• **Tugas yang Diberikan A**:
Ringkaslah paragraf dalam teks tentang madzhab Al-Auza'i yang diawali "Madzhab Al-Auza'i dikembangkan oleh" menjadi daftar poin yang tetap memuat fakta utamanya.
• **Tugas yang Diberikan B**:
Salin tanpa perubahan bagian teks tentang madzhab Al-Auza'i yang membentang dari "3.   METODE FIQH" sampai dengan "Muhaddits (Ahli Hadits).".

+++ Potongan Teks

2.  PERKEMBANGAN MADZHAB AL-AUZA’IE
      Madzhab Al-Auza’i dikembangkan oleh murid-muridnya, seperti Imam Malik dan Sufyan bin Uyainah, sebelum kedua tokoh itu mendirikan madzhabnya sendiri. Madzhab Al-Auza’i sempat diamalkan orang di Syam (Syiria) selama 220 tahun sebelum terdesak oleh madzhab Syafi’i. Madzhab tersebut juga pernah berkembang di Andalusia, namun akhirnya tergantikan oleh madzhab Maliki. Fatwa dan pemikiran Al-Auza’i sebenarnya belum pernah terkodifikasi (mudawwan) dalam satu buku tersendiri.
     Salah satu tokoh berkembangannya madzhab ini ialah Abdurrahman bin Ibrahim (245 H) dari keluarga Umawi (penguasa ketika itu), yang menyebarkan madzhab al-Auza’ie dengan posisinya sebagai Gubernur Yordan serta Palestina ketika itu. Dan juga, yang masyhur ialah Sho’sho’ah bin Salam bin Abdullah al-Dimasyqa (190 H) yang membawa madzhab ini ke Andalus, yang mana beliau juga seorang khathib di Qurthuba.
       Pemikiran Imam yang bersahaja itu tersebar di banyak kitab seperti Ikhtilaf Al-Fuqaha karya Ibnu Jarir Ath-Thabari dan Al-Umm karya Imam Syafi’i.         Dalam Al-Umm, Imam Syafi’i mengulasnya secara khusus dalam satu bab tersendiri yang bertajuk kitab siyarul Auza’i, yang berisi perdebatan antara Imam Hanafi dan ulama Hanafiah dengan Imam Al-Auza’i. Kitab lain yang memuat pendapat Al-Auza’i antara lain Muqaddimah al-Jarh wat Ta’dil karya Abu Hatim, Tarikh Damsyiq karya Ibnu Asakir Ad-Dimasyqi dan Al-Bidayah wan Nihayah karya Abul Fida Muhmmad ibn Katsir Ad-Dimasyqi. Keilmuan Imam Al-Auza’i begitu membekas di hati rakyat Beirut hingga saat ini. Terbukti salah satu akademi studi Islam di kota itu yang didirikan pada tahun 1980an diberi nama Kulliyah Al-Imam Al-Auza’i lid Dirasa al-Islamiyyah, Akademi Studi Keislaman Imam Al-Auza’i.

3.   METODE FIQH AL-AUZA’IE
Sheikh Muhammad al-Khudhari Bik dalam kitabnya Tarikh al-Tasyri’ al-Islami memberikan sedikit ciri khas yang dimiliki oleh madzhab al-Auza’ie ini, yaitu mereka sangat benci sekali dengan Qiyas dalam fiqih mereka. Corak ini jelas terpengaruh oleh Imam al-Auza’ie sendiri yang merupakan seorang Muhaddits (Ahli Hadits).

++++++
+++ Data Mentah

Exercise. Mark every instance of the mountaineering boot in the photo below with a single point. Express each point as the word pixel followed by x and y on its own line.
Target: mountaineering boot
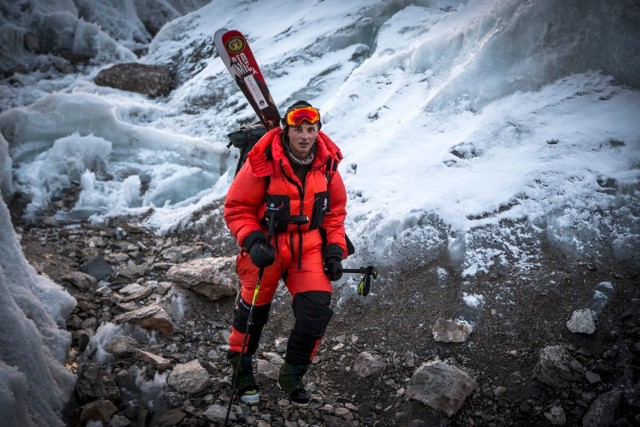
pixel 245 385
pixel 290 380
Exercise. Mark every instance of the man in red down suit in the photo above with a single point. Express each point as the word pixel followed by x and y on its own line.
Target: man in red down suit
pixel 290 180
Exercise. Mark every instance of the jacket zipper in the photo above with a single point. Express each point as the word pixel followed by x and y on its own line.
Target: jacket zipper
pixel 301 195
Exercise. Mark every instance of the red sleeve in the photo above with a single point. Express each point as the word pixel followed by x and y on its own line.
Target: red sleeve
pixel 334 219
pixel 243 202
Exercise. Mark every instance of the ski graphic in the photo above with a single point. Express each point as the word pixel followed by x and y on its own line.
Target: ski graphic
pixel 234 50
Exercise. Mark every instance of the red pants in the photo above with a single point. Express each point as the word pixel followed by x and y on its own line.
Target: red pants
pixel 303 276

++++++

• **Hasil Tugas A**:
- Madzhab Al-Auza'i dikembangkan oleh murid-muridnya, antara lain Imam Malik dan Sufyan bin Uyainah, sebelum keduanya mendirikan madzhab sendiri.
- Di Syam (Syiria), madzhab ini diamalkan selama 220 tahun sebelum terdesak oleh madzhab Syafi'i.
- Di Andalusia, madzhab ini pernah berkembang, tetapi akhirnya tergantikan oleh madzhab Maliki.
- Fatwa dan pemikiran Al-Auza'i belum pernah terkodifikasi (mudawwan) dalam satu buku tersendiri.

• **Hasil Tugas B**:
3.   METODE FIQH AL-AUZA’IE
Sheikh Muhammad al-Khudhari Bik dalam kitabnya Tarikh al-Tasyri’ al-Islami memberikan sedikit ciri khas yang dimiliki oleh madzhab al-Auza’ie ini, yaitu mereka sangat benci sekali dengan Qiyas dalam fiqih mereka. Corak ini jelas terpengaruh oleh Imam al-Auza’ie sendiri yang merupakan seorang Muhaddits (Ahli Hadits).